===== Data for processing =====

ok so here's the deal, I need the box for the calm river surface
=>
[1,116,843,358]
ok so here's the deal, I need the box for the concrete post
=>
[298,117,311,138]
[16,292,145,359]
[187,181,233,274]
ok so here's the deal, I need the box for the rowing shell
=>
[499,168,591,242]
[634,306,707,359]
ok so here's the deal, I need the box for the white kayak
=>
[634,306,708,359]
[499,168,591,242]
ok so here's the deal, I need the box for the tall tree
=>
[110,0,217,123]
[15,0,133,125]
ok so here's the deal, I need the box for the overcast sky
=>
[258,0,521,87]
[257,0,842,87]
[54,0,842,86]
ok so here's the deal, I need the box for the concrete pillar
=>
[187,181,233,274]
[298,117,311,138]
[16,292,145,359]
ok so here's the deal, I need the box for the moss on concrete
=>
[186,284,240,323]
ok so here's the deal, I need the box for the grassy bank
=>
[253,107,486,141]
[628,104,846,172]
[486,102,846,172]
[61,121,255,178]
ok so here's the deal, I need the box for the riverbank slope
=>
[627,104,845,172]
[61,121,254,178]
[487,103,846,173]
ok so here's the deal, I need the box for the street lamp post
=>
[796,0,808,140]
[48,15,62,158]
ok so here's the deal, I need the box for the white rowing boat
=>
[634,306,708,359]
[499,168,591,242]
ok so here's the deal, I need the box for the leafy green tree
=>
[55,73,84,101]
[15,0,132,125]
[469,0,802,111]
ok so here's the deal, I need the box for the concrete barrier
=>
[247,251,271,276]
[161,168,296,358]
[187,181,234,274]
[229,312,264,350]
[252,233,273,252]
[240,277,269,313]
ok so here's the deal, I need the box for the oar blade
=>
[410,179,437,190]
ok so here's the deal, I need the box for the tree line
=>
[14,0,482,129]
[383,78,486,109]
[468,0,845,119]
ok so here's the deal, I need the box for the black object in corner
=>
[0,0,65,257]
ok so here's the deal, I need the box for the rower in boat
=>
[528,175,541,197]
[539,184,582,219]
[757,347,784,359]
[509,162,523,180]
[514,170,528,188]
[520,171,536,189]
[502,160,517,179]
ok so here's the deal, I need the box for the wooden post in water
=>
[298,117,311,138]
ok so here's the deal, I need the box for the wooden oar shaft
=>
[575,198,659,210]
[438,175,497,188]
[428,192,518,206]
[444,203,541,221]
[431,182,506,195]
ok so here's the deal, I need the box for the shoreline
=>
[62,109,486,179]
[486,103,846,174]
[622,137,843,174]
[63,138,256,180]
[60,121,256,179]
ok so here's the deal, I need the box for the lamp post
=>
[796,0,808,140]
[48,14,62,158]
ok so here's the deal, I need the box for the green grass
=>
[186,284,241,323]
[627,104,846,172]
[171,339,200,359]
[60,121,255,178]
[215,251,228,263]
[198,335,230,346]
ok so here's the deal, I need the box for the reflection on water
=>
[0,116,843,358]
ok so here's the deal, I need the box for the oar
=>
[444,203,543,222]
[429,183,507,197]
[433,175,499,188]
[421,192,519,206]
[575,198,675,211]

=====

Work to be completed:
Check each line above for the string "wooden" and copy those that have it.

Exercise response:
ok so here's the deal, I need the box for the wooden post in water
ok so here's the deal, I need the box for the wooden oar shaft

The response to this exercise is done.